··· Document extract

How much chemo brain do I have? How damaged am I? Some? More than a little? A little? Very little? Or not at all? I don’t want to use chemo brain as a crutch when I mix up words or forget things. My hair was damaged by chemotherapy and mostly returned. It is thinner and grayer now. My brain, well, mostly returned too. I am grateful that chemotherapy is there to treat cancer, but I don’t feel the same since chemotherapy. How about you?

We as cancer survivors are living longer thanks to chemotherapy, other treatments and earlier detection. That is good news, but how do we know what is aging or other diseases and what is damage from chemotherapy? This is frustrating. Does the treatment differ if it is chemo brain rather than some type of dementia or other issue? What treatments are available?

When will doctors test and evaluate the memory, ability to concentrate, multi-tasking and other chemo brain symptoms of cancer patients before and after chemotherapy? If the doctors had before and after records that would be helpful ... right? Could newly diagnosed patients who discover they will have chemotherapy request testing to establish their pre-chemotherapy cognitive baseline?

Please don’t misunderstand me here: I am grateful to be alive. I am grateful chemotherapy was available. I am optimistic about the new treatments coming out almost every day. Without cognitive evaluation before and after chemotherapy, I feel a little like I came out the other side of my cancer diagnosis healed but with collateral damage that there isn’t treatment for — yet.

I try to be an adult. Life in general causes collateral damage: Non-cancer health issues and medical procedures, relationship difficulties and car accidents, to name a few. It is accepted that chemo brain exists, but what can we do to treat its effects?

I feel like chemo brain causes a lot of collateral damage of its own to relationships, employment issues, abilities and mental health. I also believe that we, as humans, are amazingly resilient. Our brains learn to adapt and so do we. With all of that, I would like to know how to help treat my chemo brain.

······
··· Data supplied

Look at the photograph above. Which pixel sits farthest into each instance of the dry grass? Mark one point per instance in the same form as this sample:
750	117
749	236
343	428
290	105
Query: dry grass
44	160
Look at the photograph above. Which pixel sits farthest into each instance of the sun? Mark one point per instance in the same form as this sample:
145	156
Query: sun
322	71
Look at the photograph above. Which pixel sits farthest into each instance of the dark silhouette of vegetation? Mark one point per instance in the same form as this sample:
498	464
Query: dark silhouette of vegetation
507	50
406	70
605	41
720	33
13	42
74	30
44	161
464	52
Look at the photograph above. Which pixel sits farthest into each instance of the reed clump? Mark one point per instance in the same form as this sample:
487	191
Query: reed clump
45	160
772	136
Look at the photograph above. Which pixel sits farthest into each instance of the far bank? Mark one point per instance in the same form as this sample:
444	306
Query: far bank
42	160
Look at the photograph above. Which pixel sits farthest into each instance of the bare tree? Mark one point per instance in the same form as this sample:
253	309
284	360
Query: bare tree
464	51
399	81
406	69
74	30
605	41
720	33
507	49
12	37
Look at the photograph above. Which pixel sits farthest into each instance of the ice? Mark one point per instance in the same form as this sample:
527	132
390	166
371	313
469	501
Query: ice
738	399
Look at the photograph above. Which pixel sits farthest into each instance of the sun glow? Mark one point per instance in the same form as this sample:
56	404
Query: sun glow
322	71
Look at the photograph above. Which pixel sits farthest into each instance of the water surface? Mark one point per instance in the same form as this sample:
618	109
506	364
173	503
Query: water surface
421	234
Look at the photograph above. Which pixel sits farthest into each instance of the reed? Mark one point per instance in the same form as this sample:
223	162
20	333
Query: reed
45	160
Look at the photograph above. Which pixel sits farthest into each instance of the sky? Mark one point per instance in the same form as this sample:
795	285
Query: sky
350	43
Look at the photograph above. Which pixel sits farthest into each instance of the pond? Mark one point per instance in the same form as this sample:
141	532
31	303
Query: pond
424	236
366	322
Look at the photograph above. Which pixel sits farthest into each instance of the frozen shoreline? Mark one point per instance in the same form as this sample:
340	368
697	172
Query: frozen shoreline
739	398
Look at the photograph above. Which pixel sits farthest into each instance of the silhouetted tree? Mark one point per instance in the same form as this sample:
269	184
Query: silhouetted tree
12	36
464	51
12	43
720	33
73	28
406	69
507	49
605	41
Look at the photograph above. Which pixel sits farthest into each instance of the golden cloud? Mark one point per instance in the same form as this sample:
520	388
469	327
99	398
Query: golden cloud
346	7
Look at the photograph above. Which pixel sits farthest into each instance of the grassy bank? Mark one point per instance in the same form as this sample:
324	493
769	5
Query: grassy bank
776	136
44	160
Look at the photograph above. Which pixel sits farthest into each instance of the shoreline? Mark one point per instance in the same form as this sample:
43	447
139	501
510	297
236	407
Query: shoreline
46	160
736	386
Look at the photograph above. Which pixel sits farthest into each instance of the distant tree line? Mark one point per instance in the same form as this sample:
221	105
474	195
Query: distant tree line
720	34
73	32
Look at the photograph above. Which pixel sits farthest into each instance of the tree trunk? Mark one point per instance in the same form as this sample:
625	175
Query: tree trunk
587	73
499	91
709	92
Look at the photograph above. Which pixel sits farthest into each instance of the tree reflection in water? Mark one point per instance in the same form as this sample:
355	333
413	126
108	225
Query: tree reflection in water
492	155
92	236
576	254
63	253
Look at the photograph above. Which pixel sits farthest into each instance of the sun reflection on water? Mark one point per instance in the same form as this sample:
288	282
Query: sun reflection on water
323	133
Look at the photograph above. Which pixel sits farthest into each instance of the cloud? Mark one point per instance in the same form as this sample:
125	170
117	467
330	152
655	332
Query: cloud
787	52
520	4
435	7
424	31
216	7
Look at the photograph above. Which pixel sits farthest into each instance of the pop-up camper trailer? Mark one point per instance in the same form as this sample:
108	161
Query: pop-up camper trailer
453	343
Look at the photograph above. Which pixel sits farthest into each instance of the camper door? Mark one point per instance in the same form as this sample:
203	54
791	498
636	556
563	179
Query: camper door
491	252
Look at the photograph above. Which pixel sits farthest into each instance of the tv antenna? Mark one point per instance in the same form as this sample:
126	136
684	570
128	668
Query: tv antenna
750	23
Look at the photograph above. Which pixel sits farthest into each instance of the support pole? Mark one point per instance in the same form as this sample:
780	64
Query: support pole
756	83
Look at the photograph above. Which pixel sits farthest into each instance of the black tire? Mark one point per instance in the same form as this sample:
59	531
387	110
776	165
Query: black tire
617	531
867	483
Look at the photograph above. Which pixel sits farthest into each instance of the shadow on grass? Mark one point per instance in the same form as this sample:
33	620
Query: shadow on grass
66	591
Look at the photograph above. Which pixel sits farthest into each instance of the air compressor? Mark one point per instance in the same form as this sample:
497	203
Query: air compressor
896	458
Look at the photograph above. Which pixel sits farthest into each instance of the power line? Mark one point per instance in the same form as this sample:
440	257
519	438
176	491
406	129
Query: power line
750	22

······

Continue the text about chemo brain, picking up after its last sentence.

* _Response below_:
Should I read more? Write more? Exercise more? Do more puzzles and brain teasers? I also want answers: Will these activities cure my chemo brain? How much will they help? Cancer survivors who have had chemotherapy deserve more answers, I think.Cancercare.org suggests seeing a neuropsychologist for further evaluation. The American Cancer Society offers strategies for day-to-day coping. More research needs to be done. Am I being too impatient?

It's kind of funny that now there is a cold cap to keep my hair if I need chemotherapy down the road. I think that is a good thing. My hair loss really felt like a noticeable and isolating big red flag that didn’t let me have a choice to be “normal” around other people for months.

Hair loss for me was a big issue, though, ironically, I have never really liked my hair. Ultimately, we are just talking about hair here. What about brain damage and brain repair or something preventative, like the cold cap, to protect my brain?

Let’s hang tight to our gray matter and hope medicine catches up to create solutions for chemo brain. I am tired of the fatigue, short attention span and other cognitive issues. I also believe that science will catch up, so I will try to be flexible and hang in there!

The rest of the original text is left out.